##### TEXTE D'ÉTUDE

La France n'est pas « une addition de minorités ou de ressentiments ».

« La France, c’est une volonté de chaque jour, ce n’est pas une identité figée », affirme Emmanuel Macron à propos des « immigration africaines ». « Il faut dire à ces hommes et à ces femmes : vous qui êtes là par les cruautés de l’histoire, par la volonté de vos grands-parents, de vos parents ou par la vôtre propre, vous êtes une chance pour notre pays ». En Seine-Saint-Denis, « il ne manque que la mer pour faire la Californie ». Et de vanter les mérites du 93 : « Je vais vous décrire, en vous demandant de fermer les yeux, le département le plus jeune de France, avec deux aéroports internationaux, le plus important stade sportif français et le plus grand nombre de créations de start-up par habitant. Il ne manque que la mer pour faire la Californie… », assure le président de la République. D'après lui, la Seine-Saint-Denis est à la fois « un poumon », « un espace unique de transformation économique et sociale » est un département où « toutes les fragilités françaises sont concentrées ». C’est notamment « le seul endroit où l’on a assumé d’être un pays d’immigration, qui intègre, qui élève les enfants nés ici comme ailleurs ».« Notre pays a besoin, pour vivre sereinement, de bâtir un récit commun et de poser des actes reconnaissant toutes ces vies, toutes ces mémoires », assure le président de la République.

##########
##### DONNÉES À ANALYSER

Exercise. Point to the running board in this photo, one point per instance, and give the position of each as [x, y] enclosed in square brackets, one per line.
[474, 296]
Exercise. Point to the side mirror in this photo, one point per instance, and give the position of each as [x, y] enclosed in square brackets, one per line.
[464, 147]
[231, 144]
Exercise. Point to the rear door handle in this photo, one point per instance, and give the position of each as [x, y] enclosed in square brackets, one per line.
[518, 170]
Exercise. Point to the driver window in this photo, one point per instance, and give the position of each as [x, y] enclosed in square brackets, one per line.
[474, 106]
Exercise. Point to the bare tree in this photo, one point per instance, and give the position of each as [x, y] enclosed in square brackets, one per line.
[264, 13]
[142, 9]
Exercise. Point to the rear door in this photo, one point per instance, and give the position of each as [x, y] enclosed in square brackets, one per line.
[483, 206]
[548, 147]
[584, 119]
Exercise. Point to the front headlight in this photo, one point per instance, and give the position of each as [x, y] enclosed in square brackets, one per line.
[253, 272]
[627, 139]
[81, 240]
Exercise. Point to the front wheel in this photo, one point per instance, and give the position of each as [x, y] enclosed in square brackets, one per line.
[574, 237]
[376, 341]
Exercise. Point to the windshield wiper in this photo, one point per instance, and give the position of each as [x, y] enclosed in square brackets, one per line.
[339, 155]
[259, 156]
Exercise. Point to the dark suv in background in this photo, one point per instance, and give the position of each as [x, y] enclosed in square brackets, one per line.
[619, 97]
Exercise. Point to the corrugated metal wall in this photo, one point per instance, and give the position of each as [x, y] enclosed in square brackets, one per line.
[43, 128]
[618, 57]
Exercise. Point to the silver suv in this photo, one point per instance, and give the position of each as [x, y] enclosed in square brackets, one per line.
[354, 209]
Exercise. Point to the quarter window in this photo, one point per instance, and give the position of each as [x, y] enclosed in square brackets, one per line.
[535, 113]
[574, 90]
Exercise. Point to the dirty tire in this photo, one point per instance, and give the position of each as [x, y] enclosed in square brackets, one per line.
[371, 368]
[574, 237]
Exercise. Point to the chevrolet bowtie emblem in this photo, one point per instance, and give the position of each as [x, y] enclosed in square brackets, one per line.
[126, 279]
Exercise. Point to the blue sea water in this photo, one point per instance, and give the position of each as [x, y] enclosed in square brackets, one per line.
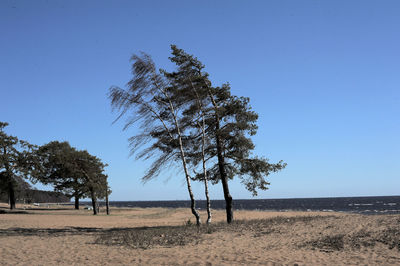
[363, 205]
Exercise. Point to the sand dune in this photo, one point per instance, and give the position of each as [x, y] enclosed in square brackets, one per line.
[67, 237]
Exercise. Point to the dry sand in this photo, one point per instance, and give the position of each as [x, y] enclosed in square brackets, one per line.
[63, 236]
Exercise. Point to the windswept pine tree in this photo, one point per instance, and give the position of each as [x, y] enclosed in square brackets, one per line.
[150, 99]
[183, 116]
[230, 123]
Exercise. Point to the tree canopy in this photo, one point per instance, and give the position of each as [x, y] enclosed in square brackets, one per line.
[185, 117]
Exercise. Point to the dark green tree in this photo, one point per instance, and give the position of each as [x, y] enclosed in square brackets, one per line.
[75, 173]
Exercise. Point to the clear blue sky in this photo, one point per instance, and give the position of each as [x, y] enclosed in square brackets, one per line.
[323, 76]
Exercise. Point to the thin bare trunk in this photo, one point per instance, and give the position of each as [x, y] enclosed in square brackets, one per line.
[183, 158]
[107, 204]
[76, 202]
[221, 163]
[205, 177]
[11, 195]
[94, 201]
[203, 138]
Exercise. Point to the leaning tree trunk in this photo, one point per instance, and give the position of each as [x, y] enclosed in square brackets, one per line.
[221, 163]
[224, 181]
[192, 201]
[94, 201]
[76, 202]
[205, 173]
[183, 157]
[107, 204]
[11, 195]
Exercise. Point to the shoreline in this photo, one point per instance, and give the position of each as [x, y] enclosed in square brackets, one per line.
[66, 236]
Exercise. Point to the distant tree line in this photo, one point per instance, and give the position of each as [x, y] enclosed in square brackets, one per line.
[72, 173]
[183, 118]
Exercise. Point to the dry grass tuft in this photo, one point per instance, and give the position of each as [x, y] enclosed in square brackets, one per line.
[169, 236]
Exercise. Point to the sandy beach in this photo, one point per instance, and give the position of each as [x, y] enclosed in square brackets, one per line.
[59, 235]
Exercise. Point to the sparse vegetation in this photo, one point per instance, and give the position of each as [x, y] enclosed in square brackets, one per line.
[169, 236]
[362, 238]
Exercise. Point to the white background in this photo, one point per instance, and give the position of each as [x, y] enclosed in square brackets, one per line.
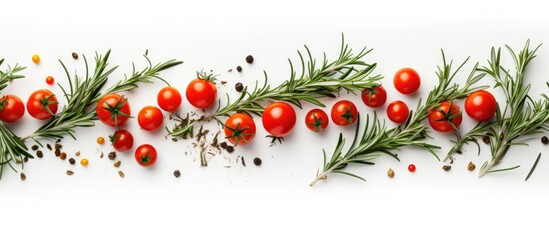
[272, 201]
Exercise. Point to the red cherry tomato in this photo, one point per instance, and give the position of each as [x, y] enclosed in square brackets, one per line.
[11, 108]
[113, 110]
[42, 104]
[169, 99]
[446, 117]
[398, 112]
[122, 140]
[412, 168]
[146, 155]
[240, 129]
[150, 118]
[279, 119]
[201, 92]
[480, 105]
[344, 113]
[316, 120]
[407, 81]
[375, 97]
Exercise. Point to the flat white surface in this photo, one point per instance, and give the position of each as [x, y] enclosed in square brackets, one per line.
[273, 201]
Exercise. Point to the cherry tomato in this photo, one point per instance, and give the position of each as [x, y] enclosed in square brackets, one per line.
[412, 168]
[398, 111]
[201, 92]
[317, 120]
[50, 80]
[146, 155]
[42, 104]
[279, 119]
[122, 140]
[375, 97]
[11, 108]
[113, 110]
[344, 113]
[169, 99]
[407, 81]
[36, 59]
[240, 129]
[446, 117]
[150, 118]
[480, 105]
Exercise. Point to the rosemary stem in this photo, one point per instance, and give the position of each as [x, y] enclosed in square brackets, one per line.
[324, 174]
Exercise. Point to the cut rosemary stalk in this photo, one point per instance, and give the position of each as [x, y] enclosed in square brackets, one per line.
[376, 139]
[348, 72]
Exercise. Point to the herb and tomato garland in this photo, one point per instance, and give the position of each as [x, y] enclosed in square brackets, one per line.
[348, 72]
[521, 115]
[377, 139]
[81, 94]
[11, 146]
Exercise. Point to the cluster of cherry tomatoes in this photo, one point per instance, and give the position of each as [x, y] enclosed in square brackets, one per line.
[42, 104]
[446, 117]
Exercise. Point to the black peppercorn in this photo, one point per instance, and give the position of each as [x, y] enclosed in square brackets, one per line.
[239, 87]
[257, 161]
[249, 59]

##########

ACTION DEMANDÉE:
Traduisez en anglais cette phrase du texte d'étude : « Notre pays a besoin, pour vivre sereinement, de bâtir un récit commun et de poser des actes reconnaissant toutes ces vies, toutes ces mémoires », assure le président de la République.

TÂCHE ACCOMPLIE:
"Our country needs, in order to live peacefully, to build a shared narrative and to take actions that recognize all these lives, all these memories," asserts the President of the Republic.